# You might want to see this



## nuskool (Jun 19, 2007)

You might want to see this. I'm not sure what the OCI is yet, but the engine has 60k on it. Pretty impressive for an engine known to have sludging problems.
http://www.bobistheoilguy.com/...59553


----------



## animaniac (May 26, 2005)

*Re: You might want to see this (nuskool)*

I think the sludging issue is more to do with lack of service and oil quality than engine sludge issue, as the picture suggests.
Any engine will sludge if quality oil isnt used and isnt changed at no more than vw's service interval which is 10k!


----------



## nuskool (Jun 19, 2007)

*Re: You might want to see this (animaniac)*

The 1.8 has sludging problems. That's why VW extended the warranty on it (transferrable I might add) to 8 years 150k miles.


----------



## gehr (Jan 28, 2004)

*Re: You might want to see this (nuskool)*

That's why I only drive VR6s!


----------



## Boostin20v (Mar 22, 2000)

*Re: You might want to see this (nuskool)*


_Quote, originally posted by *nuskool* »_The 1.8 has sludging problems. That's why VW extended the warranty on it (transferrable I might add) to 8 years 150k miles.

Interesting claim...have proof they've extended it? VW has not acknowledged it for any thing but the pre 2000 1.8ts which in their longitudinal orientation have a smaller sump than the later transverse applications. Even then they just issued a TSB for use of the larger oil filter and reduced the OCI.
Using a quality oil, at proper change intervals and the 1.8t shouldn't be any more prone to sludge than other motors.


----------



## nuskool (Jun 19, 2007)

*Re: You might want to see this (Boostin20v)*

No, actually I don't have proof. I never searched for it.
I was looking at a 2002 Passat w/ 1.8t and the used car dealer told me of this. I have heard it elsewhere too, I don't remember where. It is very possible he was mistaken.
I'll see what I can dig up.


----------



## Boostin20v (Mar 22, 2000)

*FV-QR*

I'd take a used car sales man with a grain of salt...hell when I bought my Mk4 the sales guy had a hard time giving technical answers to questions I asked (and already knew the answer to).


----------



## Rubberband (Sep 28, 2006)

=== Available data ===
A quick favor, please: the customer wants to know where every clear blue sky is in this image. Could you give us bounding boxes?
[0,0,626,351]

=== Problems to solve ===
A) In the forum thread above, what extended warranty did nuskool say VW put on the 1.8 engine?
B) Reproduce the forum thread above word for word, from "http://www.bobistheoilguy.com/...59553" to "the picture suggests.".

=== Exercise answers ===
A) 8 years or 150k miles, transferable.

B)
http://www.bobistheoilguy.com/...59553


----------



## animaniac (May 26, 2005)

*Re: You might want to see this (nuskool)*

I think the sludging issue is more to do with lack of service and oil quality than engine sludge issue, as the picture suggests.